### Source passage

• • •

DEV Community

Vikas Singh
Vikas Singh

Posted on

Whats your take on Webhooks?

Here is mine:
WEBHOOKS Vikas Singh
Webhooks allows one web app to share real-time data to any other web app

Comment out more about webhooks

Top comments (9)

Collapse
 
arturssmirnovs profile image
Arturs Smirnovs

I personally don't trust web hook callbacks..
If they check that response was successful then sure..

But i have been always afraid that if webhook callback is sent and application triggers error and data is not synchronized.. what next?

I would better build it in on my application side to send request to third party application to get data.. not wait for callback from them..

Collapse
 
nostop8 profile image
Volodymyr Dovbenko

I do not trust anything, even my own code. The point of webhooks is to allow immediate notifications between different parties. That's a requirement of nowadays where everything should happened very fast, almost instantly. Sending some regular request to the 3rd party from your application should be as a fallback solution, to make sure that the data is in sync in case something went wrong with the webhooks. Though, in 99.9% of cases it all we be fine with webhooks.

Collapse
 
darkwiiplayer profile image
𒎏Wii 🏳️‍⚧️

Error handling depends very much on the implementation (on both sides). HTTP allows for very robust error-handling, and a web-hook can choose to try again or send a notification to an administrator when message delivery fails, and the callee can communicate what went wrong and whether the caller should try again.

• • •

### Data excerpts
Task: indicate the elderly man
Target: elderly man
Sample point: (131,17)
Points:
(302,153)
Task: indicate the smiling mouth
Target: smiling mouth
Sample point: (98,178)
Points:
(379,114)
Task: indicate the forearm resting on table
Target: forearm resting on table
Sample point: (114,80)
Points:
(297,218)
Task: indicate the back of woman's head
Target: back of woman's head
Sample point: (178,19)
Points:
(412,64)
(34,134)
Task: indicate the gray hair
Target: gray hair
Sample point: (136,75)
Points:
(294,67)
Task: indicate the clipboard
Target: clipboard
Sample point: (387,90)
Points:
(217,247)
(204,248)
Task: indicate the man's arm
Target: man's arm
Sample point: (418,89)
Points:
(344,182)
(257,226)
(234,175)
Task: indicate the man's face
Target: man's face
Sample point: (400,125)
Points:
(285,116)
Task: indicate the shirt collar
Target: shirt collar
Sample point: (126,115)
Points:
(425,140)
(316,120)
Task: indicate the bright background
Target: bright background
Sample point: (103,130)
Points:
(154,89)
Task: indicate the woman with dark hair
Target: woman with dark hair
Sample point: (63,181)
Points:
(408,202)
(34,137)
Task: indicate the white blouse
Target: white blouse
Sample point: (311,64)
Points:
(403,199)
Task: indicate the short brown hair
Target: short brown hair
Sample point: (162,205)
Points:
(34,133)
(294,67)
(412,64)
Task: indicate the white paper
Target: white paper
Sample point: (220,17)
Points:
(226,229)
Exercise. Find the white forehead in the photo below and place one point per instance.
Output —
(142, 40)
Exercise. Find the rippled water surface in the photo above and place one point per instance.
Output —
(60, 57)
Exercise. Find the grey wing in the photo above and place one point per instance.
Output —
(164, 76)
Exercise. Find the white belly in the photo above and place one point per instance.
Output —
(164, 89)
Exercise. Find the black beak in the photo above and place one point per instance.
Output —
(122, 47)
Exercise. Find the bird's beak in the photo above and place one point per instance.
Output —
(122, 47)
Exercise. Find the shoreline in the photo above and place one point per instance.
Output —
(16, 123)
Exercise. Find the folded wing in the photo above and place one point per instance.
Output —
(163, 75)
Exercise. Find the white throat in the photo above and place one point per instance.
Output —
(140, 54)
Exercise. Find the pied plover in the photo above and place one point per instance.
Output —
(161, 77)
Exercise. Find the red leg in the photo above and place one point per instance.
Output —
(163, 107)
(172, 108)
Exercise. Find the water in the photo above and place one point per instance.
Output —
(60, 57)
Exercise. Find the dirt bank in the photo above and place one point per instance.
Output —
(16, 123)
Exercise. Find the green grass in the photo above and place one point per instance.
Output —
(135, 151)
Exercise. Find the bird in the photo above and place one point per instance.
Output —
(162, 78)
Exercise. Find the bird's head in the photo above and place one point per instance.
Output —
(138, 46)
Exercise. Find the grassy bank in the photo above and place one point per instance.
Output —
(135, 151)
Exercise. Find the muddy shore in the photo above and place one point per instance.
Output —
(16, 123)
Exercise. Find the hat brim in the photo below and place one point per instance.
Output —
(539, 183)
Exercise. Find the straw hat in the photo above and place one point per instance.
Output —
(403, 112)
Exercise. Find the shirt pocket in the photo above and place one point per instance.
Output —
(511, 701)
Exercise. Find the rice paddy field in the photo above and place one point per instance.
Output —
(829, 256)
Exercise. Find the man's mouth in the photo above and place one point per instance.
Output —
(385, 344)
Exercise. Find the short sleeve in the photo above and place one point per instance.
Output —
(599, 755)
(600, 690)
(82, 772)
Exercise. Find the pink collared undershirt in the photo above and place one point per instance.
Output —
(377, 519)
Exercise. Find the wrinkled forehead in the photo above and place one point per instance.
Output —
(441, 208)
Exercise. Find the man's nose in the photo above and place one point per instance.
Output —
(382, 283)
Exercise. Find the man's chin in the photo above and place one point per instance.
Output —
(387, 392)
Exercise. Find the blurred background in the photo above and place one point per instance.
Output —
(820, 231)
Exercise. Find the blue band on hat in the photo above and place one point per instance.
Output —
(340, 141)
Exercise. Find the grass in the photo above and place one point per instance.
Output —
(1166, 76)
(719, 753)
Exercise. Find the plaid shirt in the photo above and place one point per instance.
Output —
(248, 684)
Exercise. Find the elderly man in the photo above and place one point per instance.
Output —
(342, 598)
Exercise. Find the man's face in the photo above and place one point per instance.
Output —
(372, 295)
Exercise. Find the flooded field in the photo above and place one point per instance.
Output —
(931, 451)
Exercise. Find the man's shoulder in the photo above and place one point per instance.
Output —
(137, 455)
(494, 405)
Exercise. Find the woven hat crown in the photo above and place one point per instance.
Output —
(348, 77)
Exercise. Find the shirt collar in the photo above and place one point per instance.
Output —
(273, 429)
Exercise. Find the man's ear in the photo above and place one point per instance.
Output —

• • •

### The request
In the webhooks discussion, what does the original post say webhooks allow? Rely solely on the webhooks discussion for what follows.

### Full output
Webhooks allow one web app to share real-time data with any other web app.